## Description of the task
Reproduce the listing verbatim.

## Provided records
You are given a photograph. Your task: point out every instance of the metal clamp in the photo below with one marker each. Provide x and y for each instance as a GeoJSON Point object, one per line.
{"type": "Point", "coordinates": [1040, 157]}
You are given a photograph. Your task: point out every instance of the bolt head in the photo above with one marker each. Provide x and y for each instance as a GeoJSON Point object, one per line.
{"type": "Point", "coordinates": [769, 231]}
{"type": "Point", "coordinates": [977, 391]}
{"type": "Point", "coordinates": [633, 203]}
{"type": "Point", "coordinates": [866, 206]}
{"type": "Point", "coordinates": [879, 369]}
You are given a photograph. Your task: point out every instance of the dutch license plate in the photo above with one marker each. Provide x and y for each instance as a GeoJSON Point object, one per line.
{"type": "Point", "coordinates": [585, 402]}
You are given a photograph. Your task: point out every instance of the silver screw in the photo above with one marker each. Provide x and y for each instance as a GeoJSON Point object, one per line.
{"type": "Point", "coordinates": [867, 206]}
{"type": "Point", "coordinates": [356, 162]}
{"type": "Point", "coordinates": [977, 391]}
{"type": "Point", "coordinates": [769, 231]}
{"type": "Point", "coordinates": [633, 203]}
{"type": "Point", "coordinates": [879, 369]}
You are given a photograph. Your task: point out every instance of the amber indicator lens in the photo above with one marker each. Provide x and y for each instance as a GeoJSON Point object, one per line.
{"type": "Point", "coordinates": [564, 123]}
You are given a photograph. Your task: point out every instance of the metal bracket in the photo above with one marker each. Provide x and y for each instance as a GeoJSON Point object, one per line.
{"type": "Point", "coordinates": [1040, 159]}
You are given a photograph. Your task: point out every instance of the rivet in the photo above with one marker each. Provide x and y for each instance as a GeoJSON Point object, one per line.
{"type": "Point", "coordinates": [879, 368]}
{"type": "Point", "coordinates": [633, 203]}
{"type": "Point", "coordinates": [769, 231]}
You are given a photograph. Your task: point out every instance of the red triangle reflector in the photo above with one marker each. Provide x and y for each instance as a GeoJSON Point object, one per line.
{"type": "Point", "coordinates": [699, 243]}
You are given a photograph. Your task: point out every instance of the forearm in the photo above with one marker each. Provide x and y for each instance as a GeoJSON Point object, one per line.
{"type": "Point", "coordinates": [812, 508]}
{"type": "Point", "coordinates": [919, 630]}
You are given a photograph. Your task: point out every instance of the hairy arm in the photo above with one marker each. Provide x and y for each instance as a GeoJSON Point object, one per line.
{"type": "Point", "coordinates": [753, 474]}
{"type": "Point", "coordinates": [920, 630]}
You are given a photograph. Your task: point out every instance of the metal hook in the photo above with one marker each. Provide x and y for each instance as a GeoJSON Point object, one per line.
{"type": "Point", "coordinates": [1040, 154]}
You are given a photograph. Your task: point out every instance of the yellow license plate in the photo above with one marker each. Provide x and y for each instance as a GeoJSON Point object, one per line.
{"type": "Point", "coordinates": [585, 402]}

## Result of this task
You are given a photograph. Your task: point out every instance of the metal clamp in the photo below with one marker each. Provide x and y for each instance as a GeoJSON Point object, one per line.
{"type": "Point", "coordinates": [1040, 157]}
You are given a photograph. Your task: point out every instance of the bolt head in the photo above with one marker each. Provide x and y for each instance as a GeoJSON Point object, one per line.
{"type": "Point", "coordinates": [769, 231]}
{"type": "Point", "coordinates": [977, 391]}
{"type": "Point", "coordinates": [633, 203]}
{"type": "Point", "coordinates": [866, 206]}
{"type": "Point", "coordinates": [879, 369]}
You are given a photograph. Your task: point out every instance of the dutch license plate in the photo above with one marker each. Provide x and y for each instance as a GeoJSON Point object, one per line.
{"type": "Point", "coordinates": [585, 402]}
You are given a photograph. Your task: point out every instance of the silver screw in the photo above with one marker each. Provide x and y for each instance as a GeoJSON Point object, one per line.
{"type": "Point", "coordinates": [867, 206]}
{"type": "Point", "coordinates": [356, 162]}
{"type": "Point", "coordinates": [977, 391]}
{"type": "Point", "coordinates": [769, 231]}
{"type": "Point", "coordinates": [633, 203]}
{"type": "Point", "coordinates": [879, 369]}
You are given a photograph. Your task: point out every instance of the amber indicator lens in the photo above with one marker each. Provide x and y for each instance as a GeoJSON Point object, one per line.
{"type": "Point", "coordinates": [564, 123]}
You are given a photograph. Your task: point out every instance of the metal bracket in the photo above with one marker each. Provide x and y for each instance as a GeoJSON Point object, one per line.
{"type": "Point", "coordinates": [1040, 159]}
You are given a photograph. Your task: point out every instance of the rivet in the photo above with one marker each. Provide x and y for each instance as a GeoJSON Point object, one per line.
{"type": "Point", "coordinates": [879, 368]}
{"type": "Point", "coordinates": [633, 203]}
{"type": "Point", "coordinates": [769, 231]}
You are given a photograph. Your task: point out every instance of the red triangle reflector in the photo above with one marker each. Provide x and y for each instance as a GeoJSON Point object, one per line.
{"type": "Point", "coordinates": [699, 243]}
You are given a photograph. Your task: point out every instance of the forearm in the photo above with one marker each. Provide x and y for each instance as a GeoJSON Point object, one per line.
{"type": "Point", "coordinates": [812, 508]}
{"type": "Point", "coordinates": [919, 630]}
You are given a photograph. Your task: point out every instance of the hairy arm in the photo above with one marker each. Provide x and y for each instance as a GeoJSON Point object, one per line.
{"type": "Point", "coordinates": [753, 474]}
{"type": "Point", "coordinates": [920, 630]}
You are given a photograph. Your task: point out every instance of the metal hook in the photo above with one marker each. Provide x and y for each instance as a GeoJSON Point object, one per line.
{"type": "Point", "coordinates": [1040, 154]}
You are given a photograph. Your task: point out every instance of the yellow license plate in the photo above with one marker each. Provide x and y for each instance as a GeoJSON Point object, one per line.
{"type": "Point", "coordinates": [585, 402]}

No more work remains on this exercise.